== Document source ==
★ ★ ★ ★ ★
D'ELIZABETH COSTELLO À LA LUMIÈRE DE THE OTHER SIDE OF SILENCE ET WAYS OF DYING

Lorsqu'Émile Benveniste fait observer « qu'il y a en fait beaucoup de manières de considérer (...) une oeuvre et qu'il n'y a pas qu'une manière de comprendre un auteur »161(*), il suggère comme critère de compétence chez le critique sa capacité à convoquer diverses approches d'analyse de l'écriture, à condition qu'elles soient pertinentes pour le texte à étudier. Aussi, m'appuierai-je, pour analyser The other side of silence et Ways of Dying, sur la conception de l'écriture d'après Gérard Genette dans Figures II :

Ce qui, écrit-il, définit pour nous l'écrivain, par opposition au scripteur ordinaire, celui que Barthes a nommé l'écrivan, c'est que l'écriture n'est pas pour lui un moyen d'expression, un véhicule, un instrument, mais le lieu même de sa pensée. Comme on l'a déjà dit bien souvent, l'écrivain est celui qui ne sait et ne peut penser que dans le silence et le secret de l'écriture, celui qui sait et éprouve à chaque instant que lorsqu'il écrit, ce n'est pas lui qui pense son langage, mais son langage qui le pense, et pense hors de lui162(*).

En d'autres termes l'écriture est le cadre d'inscription de la pensée de l'écrivain, la pensée de l'écrivain s'y insère de façon consciente ou inconsciente. Peu importe le mode d'insertion du sens, l'essentiel est que ce sens ou cette pensée y transparaisse. Jaap Lintvelt et Marcel Proust n'en disent d'ailleurs pas autre chose lorsqu'ils affirment que « le moi de l'écrivain ne se montre que dans ses livres »163(*).
★ ★ ★ ★ ★
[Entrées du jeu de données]
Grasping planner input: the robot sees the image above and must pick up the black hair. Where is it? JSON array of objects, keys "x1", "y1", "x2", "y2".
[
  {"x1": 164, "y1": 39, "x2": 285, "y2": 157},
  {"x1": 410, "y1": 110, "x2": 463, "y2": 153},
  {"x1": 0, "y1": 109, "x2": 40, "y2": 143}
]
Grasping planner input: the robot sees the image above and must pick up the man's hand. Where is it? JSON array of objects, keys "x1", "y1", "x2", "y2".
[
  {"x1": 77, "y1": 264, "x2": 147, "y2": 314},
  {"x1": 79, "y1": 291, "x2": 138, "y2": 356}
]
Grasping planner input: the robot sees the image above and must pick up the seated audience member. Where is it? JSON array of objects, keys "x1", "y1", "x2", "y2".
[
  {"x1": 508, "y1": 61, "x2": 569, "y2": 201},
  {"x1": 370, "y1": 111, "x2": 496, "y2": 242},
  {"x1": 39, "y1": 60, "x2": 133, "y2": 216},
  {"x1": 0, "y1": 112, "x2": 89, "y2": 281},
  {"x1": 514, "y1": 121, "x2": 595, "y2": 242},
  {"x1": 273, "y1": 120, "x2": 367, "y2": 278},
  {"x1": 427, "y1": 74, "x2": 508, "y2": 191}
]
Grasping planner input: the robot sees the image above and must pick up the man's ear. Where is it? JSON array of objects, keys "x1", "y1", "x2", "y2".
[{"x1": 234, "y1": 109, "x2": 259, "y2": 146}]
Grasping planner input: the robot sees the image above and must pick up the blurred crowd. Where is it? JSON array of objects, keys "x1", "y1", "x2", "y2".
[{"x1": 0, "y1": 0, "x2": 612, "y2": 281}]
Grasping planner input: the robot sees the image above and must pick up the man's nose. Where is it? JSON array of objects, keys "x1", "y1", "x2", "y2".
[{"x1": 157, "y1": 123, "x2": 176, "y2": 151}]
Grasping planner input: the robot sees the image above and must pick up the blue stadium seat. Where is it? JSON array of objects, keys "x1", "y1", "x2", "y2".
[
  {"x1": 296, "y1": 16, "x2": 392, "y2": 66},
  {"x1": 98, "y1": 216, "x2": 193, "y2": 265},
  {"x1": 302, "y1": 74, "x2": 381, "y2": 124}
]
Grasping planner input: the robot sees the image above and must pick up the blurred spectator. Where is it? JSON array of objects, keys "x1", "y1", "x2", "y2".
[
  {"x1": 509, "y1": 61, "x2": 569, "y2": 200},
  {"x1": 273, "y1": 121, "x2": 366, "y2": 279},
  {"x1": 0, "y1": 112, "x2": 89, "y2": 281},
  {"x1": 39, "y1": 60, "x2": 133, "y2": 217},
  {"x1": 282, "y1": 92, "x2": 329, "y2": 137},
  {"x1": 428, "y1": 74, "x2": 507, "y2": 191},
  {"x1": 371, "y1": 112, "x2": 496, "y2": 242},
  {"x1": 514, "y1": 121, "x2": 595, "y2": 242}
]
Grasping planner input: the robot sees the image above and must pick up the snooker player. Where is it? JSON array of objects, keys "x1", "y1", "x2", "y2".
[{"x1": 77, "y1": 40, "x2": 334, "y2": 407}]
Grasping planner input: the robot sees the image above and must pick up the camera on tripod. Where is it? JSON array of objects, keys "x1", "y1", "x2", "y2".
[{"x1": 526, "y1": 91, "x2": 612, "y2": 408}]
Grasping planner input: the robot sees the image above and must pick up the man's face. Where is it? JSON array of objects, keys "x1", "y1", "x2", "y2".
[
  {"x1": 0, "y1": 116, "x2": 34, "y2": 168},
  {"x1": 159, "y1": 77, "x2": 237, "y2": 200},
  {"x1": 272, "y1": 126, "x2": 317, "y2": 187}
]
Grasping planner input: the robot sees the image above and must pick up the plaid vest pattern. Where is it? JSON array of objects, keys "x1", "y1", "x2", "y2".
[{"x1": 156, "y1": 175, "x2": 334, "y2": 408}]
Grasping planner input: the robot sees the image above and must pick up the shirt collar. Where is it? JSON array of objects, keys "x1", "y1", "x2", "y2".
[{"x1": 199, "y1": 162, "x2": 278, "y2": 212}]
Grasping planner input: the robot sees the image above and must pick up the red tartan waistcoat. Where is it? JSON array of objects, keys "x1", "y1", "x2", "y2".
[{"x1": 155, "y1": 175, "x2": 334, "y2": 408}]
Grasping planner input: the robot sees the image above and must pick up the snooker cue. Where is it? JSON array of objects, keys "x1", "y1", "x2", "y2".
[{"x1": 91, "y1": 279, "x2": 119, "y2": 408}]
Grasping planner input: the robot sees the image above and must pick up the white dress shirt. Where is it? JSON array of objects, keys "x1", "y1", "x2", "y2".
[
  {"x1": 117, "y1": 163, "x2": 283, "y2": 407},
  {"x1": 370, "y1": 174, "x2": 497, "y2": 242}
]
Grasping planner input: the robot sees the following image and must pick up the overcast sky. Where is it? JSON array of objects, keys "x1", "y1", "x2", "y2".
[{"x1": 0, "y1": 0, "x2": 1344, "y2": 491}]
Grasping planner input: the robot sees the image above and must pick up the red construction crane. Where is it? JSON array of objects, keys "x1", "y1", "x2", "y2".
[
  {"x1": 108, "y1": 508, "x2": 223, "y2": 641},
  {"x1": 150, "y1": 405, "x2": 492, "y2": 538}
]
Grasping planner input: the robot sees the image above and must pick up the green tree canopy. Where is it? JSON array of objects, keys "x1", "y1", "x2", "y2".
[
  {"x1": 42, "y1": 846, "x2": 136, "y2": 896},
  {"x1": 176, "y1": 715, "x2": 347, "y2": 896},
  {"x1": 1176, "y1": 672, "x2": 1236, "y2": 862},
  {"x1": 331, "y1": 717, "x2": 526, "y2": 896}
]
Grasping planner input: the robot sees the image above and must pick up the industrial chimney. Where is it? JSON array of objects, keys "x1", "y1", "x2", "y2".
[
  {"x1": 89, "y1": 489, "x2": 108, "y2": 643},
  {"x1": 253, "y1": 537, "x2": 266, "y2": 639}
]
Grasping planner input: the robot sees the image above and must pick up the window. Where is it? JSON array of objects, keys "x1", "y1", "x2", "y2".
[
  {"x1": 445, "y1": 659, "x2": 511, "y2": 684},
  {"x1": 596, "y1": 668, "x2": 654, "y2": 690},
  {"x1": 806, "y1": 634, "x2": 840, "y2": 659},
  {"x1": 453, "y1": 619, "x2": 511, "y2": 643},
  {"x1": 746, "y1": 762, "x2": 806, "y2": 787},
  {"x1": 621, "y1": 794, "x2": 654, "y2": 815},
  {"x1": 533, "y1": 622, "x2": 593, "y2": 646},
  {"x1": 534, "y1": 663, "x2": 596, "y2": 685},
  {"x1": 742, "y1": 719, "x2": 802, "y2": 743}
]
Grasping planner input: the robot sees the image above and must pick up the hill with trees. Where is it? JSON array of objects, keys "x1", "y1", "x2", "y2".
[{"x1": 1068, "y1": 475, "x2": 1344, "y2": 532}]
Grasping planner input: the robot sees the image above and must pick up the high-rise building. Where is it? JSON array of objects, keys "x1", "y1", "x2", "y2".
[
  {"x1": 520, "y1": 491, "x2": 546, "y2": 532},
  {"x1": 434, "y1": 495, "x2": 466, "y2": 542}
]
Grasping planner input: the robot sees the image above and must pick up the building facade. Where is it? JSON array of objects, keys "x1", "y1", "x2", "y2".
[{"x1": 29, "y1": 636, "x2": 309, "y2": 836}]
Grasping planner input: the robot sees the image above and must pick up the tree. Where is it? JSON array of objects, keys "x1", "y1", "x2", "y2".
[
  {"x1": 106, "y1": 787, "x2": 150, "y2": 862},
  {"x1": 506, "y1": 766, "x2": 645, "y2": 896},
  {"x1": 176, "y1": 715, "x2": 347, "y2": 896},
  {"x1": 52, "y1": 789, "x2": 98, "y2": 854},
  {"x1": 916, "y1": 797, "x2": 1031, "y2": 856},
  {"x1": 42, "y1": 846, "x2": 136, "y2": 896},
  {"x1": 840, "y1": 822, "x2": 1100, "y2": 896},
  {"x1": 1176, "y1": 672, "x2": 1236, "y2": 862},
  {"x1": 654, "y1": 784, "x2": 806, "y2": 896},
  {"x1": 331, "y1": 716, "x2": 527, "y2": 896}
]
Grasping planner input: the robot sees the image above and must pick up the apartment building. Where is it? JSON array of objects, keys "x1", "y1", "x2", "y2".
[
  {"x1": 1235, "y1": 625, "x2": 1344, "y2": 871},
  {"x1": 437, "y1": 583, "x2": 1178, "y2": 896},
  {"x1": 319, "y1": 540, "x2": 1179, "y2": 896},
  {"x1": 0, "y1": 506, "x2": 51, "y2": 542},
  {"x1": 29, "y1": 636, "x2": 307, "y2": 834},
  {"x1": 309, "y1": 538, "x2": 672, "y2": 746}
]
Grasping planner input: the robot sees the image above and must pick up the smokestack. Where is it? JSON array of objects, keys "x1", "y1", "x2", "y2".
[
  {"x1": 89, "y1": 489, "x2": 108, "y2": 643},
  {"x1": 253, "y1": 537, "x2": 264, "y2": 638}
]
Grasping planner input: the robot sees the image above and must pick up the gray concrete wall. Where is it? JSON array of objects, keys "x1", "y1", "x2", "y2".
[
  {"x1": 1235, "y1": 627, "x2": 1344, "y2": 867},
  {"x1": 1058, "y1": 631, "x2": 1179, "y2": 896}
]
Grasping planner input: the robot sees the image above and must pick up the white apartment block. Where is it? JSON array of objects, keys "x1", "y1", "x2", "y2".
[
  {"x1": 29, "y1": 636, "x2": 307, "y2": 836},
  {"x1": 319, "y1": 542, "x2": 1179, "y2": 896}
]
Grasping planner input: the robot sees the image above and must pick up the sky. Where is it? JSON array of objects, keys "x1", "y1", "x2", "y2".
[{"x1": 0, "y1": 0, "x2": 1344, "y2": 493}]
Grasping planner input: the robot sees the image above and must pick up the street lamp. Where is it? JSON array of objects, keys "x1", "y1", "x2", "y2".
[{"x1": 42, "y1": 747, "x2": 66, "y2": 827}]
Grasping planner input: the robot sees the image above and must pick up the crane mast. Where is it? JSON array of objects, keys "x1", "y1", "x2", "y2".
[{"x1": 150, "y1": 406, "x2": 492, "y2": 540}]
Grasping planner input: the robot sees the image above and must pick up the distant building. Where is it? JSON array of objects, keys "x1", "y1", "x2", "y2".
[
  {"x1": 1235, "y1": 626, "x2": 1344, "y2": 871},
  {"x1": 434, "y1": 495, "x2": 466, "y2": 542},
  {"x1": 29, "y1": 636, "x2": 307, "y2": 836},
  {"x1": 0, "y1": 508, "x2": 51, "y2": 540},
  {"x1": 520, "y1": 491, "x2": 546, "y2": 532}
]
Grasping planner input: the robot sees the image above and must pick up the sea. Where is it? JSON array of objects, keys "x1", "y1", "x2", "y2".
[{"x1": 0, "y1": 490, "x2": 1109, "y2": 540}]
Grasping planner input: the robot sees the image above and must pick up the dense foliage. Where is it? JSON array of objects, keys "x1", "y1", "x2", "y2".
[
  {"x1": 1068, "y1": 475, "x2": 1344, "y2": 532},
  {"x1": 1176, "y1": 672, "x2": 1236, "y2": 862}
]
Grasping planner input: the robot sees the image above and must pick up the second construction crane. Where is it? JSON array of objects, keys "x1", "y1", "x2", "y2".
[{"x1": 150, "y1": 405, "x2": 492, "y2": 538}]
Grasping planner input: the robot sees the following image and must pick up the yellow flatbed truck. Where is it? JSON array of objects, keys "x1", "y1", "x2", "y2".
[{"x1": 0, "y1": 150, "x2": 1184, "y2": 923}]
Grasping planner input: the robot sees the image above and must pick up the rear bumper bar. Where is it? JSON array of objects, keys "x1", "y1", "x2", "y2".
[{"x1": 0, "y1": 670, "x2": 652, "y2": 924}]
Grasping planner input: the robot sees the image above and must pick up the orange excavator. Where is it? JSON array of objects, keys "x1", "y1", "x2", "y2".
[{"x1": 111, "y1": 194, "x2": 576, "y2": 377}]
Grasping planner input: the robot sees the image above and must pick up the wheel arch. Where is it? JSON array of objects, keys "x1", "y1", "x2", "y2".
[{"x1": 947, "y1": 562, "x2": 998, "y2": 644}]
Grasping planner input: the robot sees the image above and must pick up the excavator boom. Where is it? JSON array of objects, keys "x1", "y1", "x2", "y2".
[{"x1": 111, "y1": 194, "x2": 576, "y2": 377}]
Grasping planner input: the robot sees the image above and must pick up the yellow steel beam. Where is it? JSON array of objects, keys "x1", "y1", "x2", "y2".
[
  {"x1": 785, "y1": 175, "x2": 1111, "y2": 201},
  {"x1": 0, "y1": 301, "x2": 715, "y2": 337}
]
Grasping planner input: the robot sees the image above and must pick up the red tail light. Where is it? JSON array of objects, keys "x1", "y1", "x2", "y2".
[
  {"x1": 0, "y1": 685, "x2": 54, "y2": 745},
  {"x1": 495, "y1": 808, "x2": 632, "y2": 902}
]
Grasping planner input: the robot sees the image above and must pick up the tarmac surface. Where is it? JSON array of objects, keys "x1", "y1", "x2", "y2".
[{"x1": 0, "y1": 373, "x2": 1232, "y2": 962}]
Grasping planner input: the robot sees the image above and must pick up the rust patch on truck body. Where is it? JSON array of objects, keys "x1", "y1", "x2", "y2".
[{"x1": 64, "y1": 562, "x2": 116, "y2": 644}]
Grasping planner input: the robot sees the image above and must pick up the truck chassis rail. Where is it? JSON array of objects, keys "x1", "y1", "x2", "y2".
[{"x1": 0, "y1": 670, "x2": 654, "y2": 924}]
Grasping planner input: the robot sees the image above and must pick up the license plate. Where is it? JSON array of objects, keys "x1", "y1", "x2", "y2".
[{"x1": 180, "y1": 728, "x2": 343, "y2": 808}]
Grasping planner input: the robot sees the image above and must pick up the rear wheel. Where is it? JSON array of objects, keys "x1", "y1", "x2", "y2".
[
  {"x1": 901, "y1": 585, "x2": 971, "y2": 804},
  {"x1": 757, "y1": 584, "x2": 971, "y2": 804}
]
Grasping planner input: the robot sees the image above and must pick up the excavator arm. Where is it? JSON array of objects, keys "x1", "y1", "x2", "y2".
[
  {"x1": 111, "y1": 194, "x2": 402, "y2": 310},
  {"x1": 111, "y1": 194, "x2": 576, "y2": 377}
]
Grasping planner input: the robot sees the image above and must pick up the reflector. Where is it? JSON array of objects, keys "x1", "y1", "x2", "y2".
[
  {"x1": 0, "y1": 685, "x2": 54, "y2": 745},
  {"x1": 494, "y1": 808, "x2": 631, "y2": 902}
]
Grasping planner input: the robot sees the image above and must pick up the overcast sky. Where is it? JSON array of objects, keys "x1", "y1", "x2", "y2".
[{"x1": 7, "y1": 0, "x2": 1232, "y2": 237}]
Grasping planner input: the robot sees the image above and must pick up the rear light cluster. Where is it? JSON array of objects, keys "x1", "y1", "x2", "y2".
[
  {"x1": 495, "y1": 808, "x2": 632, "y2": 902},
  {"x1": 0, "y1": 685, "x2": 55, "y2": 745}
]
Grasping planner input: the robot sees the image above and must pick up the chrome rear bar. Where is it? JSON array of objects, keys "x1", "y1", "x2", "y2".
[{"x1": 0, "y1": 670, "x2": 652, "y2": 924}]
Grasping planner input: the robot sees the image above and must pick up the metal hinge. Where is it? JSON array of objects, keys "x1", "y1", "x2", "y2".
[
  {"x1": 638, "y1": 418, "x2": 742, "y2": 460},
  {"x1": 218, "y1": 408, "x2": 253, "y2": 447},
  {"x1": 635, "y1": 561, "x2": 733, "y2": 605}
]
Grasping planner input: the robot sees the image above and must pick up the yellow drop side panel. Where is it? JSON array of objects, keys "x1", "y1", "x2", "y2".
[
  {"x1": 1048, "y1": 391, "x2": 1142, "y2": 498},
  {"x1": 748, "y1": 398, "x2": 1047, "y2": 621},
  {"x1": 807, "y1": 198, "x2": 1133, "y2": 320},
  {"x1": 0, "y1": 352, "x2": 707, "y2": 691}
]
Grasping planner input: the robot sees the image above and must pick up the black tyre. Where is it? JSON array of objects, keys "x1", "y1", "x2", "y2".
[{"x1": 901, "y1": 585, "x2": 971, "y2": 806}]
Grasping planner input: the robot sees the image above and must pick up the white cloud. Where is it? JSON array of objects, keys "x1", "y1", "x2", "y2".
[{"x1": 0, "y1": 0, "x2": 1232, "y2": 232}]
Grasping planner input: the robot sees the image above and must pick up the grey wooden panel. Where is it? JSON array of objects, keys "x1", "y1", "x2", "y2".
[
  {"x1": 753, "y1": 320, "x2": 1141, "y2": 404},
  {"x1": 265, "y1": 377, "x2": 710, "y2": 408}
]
★ ★ ★ ★ ★
== Exercice proposé 1 ==
Répondez aux questions suivantes à partir de l'extrait sur l'écriture.
(a) Sur quel ouvrage de Gérard Genette l'analyse s'appuie-t-elle ?
(b) Dans la citation de Genette, quel nom Barthes a-t-il donné au scripteur ordinaire ?
(c) Quels deux auteurs affirment que « le moi de l'écrivain ne se montre que dans ses livres » ?
== Exercice proposé 2 ==
Indiquez combien de lignes des entrées contiennent la chaîne « dense », en respectant la casse. Donnez uniquement ce nombre.
L'extrait et les entrées n'ont aucun lien entre eux.

== Réponse rédigée 1 ==
(a) Figures II.
(b) L'écrivan.
(c) Jaap Lintvelt et Marcel Proust.

== Réponse rédigée 2 ==
1